Given request
Turn the lines of the records below into a JSON list of strings, one string per line, skipping blank lines and leaving out the pictures.
··· Data for this task ···
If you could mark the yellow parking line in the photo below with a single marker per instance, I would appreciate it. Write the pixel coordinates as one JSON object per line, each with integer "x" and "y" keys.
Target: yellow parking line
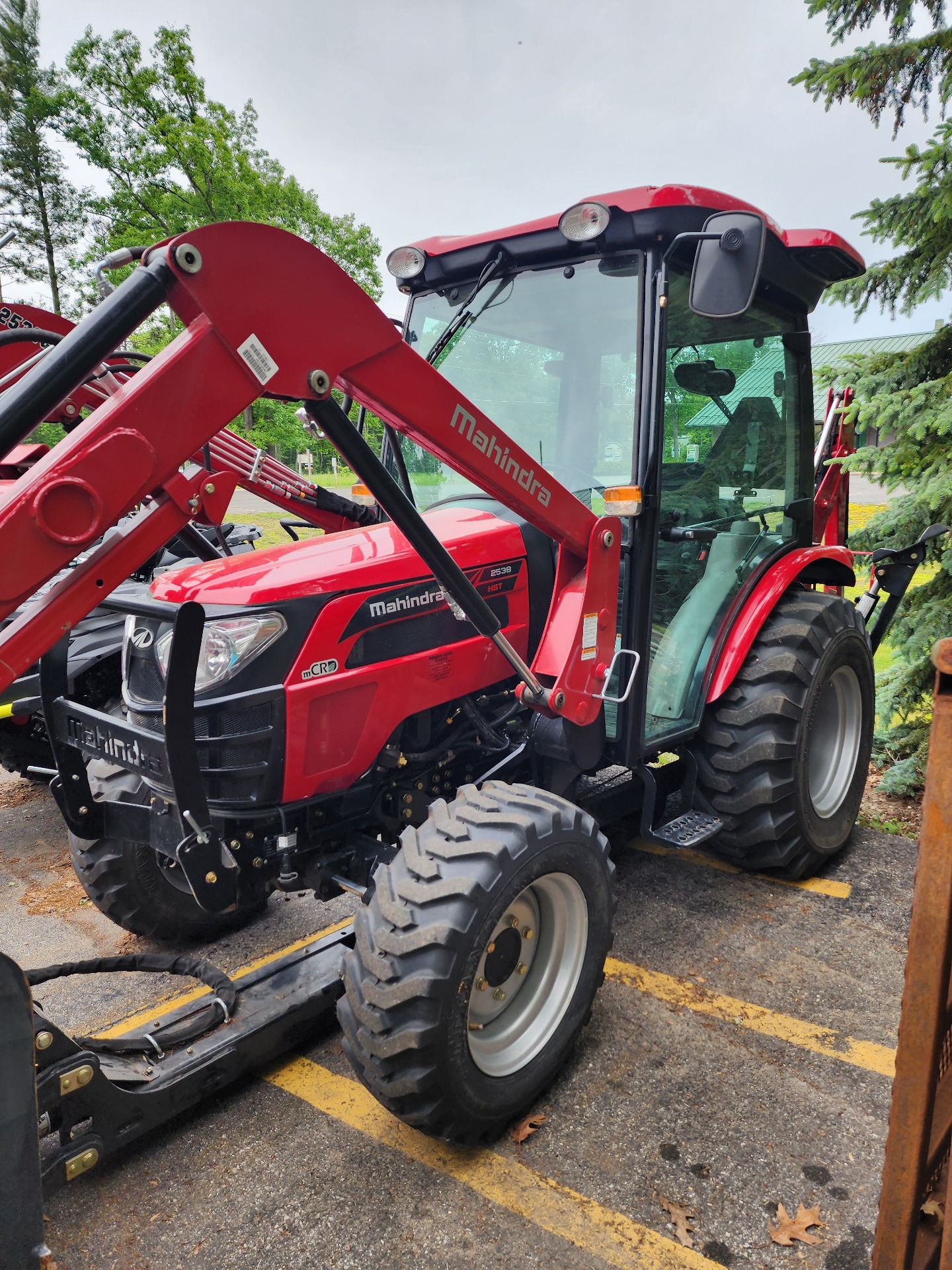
{"x": 768, "y": 1023}
{"x": 183, "y": 999}
{"x": 555, "y": 1208}
{"x": 819, "y": 886}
···
Result for this task
[
  "If you could mark the yellow parking line in the photo below with a single marker per instance, I would appreciate it. Write the pixel coordinates as one JSON object per line, each with integer \"x\" and \"y\" keys.",
  "Target: yellow parking line",
  "{\"x\": 768, \"y\": 1023}",
  "{\"x\": 183, \"y\": 999}",
  "{\"x\": 555, \"y\": 1208}",
  "{\"x\": 819, \"y\": 886}"
]